(Free-text object descriptions)
+ + + + + + +
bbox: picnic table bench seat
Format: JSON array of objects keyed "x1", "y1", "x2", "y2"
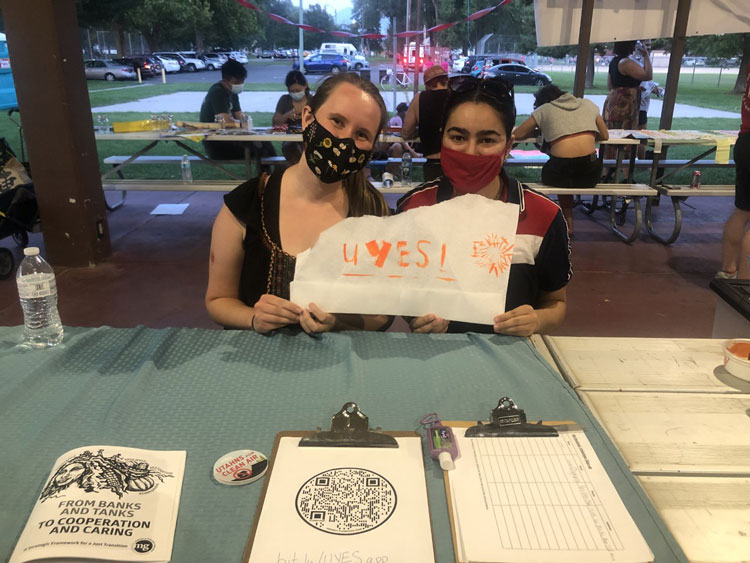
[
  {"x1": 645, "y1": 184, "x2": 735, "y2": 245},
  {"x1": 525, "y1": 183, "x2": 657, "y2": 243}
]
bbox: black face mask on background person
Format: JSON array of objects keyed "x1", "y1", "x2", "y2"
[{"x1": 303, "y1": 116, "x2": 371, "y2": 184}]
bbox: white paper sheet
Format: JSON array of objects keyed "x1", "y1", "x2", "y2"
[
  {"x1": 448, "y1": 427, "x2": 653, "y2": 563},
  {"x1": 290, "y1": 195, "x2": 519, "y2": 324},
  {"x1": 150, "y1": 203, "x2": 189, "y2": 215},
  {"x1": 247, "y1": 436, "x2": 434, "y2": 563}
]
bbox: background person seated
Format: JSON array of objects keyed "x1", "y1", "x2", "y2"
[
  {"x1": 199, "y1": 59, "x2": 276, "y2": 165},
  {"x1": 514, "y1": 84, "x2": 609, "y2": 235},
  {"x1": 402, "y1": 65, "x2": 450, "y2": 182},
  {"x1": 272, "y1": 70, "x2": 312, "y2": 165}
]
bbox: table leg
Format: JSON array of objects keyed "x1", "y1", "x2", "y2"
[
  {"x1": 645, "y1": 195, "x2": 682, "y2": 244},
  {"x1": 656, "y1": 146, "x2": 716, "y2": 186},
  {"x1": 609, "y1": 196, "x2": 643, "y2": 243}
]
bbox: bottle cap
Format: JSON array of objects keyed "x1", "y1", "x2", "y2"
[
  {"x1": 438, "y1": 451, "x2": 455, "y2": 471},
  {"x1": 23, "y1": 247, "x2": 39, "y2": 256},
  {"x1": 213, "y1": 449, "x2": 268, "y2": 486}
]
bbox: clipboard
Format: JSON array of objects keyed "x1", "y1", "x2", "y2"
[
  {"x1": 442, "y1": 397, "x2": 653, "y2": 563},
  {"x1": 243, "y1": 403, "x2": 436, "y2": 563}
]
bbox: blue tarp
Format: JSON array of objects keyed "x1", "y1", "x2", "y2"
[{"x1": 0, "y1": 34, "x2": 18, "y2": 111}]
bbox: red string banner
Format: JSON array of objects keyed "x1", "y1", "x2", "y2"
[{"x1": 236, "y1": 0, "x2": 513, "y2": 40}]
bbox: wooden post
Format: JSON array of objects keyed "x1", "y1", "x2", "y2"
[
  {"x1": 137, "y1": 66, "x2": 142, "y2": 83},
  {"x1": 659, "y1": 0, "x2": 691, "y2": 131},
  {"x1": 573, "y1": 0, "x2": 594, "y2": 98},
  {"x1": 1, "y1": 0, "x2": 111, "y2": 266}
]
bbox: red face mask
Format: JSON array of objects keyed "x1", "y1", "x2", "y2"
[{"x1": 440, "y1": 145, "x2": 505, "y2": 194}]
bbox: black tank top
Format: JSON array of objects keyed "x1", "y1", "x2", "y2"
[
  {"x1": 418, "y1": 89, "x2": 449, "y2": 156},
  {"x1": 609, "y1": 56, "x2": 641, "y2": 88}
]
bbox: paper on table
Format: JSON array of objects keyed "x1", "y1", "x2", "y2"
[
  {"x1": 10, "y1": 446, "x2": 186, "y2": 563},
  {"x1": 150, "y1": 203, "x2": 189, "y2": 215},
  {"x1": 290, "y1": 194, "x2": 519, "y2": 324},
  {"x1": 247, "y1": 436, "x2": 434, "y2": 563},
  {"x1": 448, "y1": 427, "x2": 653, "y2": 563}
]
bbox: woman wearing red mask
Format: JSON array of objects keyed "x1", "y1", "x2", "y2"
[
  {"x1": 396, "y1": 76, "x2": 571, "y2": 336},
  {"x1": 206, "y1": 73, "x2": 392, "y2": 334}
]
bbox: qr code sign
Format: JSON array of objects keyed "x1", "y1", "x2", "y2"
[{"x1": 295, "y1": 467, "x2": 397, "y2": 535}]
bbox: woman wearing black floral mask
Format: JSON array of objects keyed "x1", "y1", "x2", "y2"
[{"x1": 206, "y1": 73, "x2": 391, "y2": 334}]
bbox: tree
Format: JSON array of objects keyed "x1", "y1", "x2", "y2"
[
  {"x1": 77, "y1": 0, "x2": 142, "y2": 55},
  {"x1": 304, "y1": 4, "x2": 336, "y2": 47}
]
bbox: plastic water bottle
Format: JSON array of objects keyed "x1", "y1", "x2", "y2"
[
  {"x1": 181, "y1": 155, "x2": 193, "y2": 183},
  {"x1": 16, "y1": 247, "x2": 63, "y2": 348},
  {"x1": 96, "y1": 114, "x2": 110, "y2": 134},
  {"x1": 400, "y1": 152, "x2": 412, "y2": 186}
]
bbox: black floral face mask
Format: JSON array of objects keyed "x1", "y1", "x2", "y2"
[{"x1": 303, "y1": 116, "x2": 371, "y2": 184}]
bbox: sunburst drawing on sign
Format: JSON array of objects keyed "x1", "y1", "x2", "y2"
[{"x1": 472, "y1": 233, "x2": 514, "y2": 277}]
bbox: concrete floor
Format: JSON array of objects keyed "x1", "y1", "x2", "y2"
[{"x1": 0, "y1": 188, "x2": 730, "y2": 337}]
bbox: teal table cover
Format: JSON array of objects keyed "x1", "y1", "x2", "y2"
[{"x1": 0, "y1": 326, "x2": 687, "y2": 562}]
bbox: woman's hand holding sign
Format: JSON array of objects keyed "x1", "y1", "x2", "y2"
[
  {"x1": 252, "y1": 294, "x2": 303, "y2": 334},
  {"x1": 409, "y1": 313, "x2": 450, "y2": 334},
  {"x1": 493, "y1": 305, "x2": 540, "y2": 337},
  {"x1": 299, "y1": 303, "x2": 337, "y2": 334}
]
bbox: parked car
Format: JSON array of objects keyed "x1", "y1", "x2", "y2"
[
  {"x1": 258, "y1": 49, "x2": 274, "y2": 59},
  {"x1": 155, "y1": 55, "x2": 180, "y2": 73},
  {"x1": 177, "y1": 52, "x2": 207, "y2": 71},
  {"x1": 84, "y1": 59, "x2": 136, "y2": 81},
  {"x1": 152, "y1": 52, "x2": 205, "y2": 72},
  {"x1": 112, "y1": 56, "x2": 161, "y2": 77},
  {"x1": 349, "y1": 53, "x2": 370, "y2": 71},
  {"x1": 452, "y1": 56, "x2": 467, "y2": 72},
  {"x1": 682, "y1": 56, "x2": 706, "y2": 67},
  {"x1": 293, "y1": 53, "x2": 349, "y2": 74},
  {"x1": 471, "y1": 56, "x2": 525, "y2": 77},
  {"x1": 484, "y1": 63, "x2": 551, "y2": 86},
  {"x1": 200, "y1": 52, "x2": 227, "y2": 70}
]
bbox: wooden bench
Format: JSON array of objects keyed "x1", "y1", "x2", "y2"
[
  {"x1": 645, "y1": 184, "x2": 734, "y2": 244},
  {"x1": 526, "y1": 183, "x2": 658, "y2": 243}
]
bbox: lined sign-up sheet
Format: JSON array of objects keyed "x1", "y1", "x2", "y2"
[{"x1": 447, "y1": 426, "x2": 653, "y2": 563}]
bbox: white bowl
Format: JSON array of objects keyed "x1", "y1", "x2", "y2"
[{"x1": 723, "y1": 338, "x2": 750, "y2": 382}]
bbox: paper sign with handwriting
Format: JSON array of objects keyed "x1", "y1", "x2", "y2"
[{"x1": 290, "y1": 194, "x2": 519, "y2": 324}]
+ + + + + + +
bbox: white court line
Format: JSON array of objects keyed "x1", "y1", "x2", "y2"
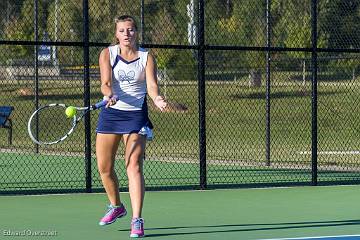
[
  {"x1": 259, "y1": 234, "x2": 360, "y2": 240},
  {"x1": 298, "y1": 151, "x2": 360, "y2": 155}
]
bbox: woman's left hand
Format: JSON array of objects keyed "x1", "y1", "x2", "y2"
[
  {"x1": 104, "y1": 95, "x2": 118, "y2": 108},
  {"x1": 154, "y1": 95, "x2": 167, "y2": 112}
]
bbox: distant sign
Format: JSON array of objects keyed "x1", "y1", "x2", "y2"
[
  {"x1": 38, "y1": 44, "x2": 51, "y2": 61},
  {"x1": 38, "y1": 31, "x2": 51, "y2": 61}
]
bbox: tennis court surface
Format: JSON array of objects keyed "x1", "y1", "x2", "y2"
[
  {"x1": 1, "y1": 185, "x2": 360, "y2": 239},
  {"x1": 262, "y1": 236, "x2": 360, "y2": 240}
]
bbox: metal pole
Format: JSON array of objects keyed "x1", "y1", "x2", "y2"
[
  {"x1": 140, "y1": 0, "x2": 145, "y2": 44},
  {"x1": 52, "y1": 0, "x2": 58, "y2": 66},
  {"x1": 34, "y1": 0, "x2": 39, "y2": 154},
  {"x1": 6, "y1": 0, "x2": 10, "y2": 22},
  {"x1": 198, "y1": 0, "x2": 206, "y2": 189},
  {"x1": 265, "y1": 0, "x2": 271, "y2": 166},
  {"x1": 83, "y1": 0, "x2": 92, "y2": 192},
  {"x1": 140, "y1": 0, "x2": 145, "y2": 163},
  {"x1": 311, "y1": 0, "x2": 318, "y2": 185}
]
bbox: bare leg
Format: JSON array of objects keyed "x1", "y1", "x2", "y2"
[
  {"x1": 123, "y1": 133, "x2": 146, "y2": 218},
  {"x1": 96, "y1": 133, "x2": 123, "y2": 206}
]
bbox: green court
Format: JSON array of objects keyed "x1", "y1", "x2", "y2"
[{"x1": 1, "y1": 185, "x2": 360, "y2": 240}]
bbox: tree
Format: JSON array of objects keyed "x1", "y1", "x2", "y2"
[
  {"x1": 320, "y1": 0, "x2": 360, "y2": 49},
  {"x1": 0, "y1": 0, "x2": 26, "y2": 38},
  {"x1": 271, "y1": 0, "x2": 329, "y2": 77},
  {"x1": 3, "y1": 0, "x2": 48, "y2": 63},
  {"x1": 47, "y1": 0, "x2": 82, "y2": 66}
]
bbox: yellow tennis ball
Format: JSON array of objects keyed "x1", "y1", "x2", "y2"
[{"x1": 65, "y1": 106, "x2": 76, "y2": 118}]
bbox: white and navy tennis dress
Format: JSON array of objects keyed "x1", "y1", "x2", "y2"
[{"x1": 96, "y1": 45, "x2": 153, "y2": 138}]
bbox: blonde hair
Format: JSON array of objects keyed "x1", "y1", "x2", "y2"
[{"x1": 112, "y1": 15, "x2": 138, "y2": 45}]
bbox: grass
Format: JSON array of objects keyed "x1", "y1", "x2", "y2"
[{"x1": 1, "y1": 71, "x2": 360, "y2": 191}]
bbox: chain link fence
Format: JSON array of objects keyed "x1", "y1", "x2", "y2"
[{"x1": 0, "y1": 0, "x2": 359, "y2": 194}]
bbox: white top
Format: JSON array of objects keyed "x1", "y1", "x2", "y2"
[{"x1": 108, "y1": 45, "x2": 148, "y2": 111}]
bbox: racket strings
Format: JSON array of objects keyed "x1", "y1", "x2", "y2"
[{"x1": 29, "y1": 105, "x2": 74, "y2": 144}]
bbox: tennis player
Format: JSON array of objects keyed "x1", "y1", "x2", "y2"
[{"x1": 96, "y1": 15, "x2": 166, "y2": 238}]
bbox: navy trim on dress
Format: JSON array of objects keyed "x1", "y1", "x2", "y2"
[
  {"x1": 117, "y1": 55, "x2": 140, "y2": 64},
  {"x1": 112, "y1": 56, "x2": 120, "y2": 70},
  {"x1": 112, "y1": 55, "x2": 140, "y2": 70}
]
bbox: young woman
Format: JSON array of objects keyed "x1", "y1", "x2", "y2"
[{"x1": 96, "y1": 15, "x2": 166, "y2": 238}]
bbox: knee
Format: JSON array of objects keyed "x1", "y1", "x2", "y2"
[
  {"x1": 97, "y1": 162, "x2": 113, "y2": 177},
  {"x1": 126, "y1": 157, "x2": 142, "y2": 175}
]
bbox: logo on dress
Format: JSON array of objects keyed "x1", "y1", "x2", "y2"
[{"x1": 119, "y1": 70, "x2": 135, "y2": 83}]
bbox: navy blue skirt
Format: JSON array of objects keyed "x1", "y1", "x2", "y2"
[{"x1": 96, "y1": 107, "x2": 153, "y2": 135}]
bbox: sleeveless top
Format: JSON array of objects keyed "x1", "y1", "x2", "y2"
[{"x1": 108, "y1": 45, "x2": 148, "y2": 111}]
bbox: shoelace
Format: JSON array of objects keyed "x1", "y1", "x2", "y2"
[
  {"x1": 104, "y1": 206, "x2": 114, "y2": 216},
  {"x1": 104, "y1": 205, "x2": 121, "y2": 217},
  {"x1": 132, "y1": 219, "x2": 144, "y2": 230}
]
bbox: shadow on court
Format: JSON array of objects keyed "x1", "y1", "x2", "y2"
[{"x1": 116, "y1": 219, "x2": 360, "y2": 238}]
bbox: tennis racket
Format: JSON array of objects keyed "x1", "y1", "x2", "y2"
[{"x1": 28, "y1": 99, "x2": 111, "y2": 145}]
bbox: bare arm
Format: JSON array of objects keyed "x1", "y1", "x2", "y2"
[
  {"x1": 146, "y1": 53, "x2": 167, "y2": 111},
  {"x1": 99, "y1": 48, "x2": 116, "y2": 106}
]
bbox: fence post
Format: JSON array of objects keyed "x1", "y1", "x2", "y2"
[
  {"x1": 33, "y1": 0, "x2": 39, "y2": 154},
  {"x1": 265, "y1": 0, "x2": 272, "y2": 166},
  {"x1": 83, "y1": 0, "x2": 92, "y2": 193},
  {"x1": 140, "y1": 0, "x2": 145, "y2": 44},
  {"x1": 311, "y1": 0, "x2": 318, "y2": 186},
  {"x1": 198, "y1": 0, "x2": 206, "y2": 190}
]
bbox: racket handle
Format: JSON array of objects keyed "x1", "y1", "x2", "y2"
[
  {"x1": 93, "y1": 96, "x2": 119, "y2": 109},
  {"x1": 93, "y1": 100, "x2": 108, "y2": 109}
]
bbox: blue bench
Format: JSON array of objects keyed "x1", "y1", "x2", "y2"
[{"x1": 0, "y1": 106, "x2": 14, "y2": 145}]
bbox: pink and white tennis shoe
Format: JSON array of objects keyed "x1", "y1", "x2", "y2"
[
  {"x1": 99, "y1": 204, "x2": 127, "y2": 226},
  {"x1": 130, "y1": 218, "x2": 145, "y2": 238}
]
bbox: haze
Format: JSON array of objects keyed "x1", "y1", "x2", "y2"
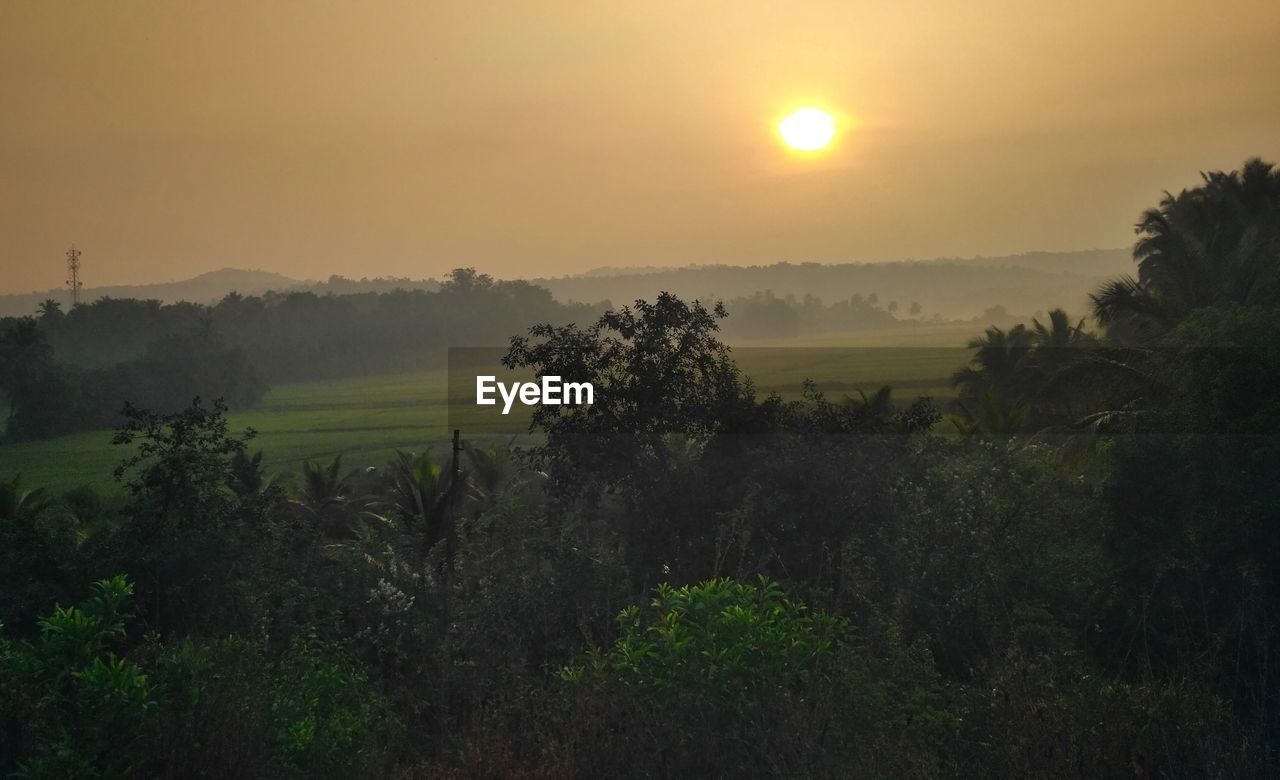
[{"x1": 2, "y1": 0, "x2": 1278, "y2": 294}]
+ + + + + + +
### WHAT IS EXPECTED:
From the records above, transcribe exactly the run of lines that opens with the line holding "bbox: navy blue skirt" and closes with the line holding "bbox: shoelace", both included.

### EXERCISE RESPONSE:
bbox: navy blue skirt
Format: JSON array of objects keyed "x1", "y1", "x2", "y2"
[{"x1": 96, "y1": 107, "x2": 153, "y2": 135}]
bbox: sleeveless top
Format: JSON array of objects keyed "x1", "y1", "x2", "y2"
[{"x1": 108, "y1": 45, "x2": 148, "y2": 111}]
bbox: shoelace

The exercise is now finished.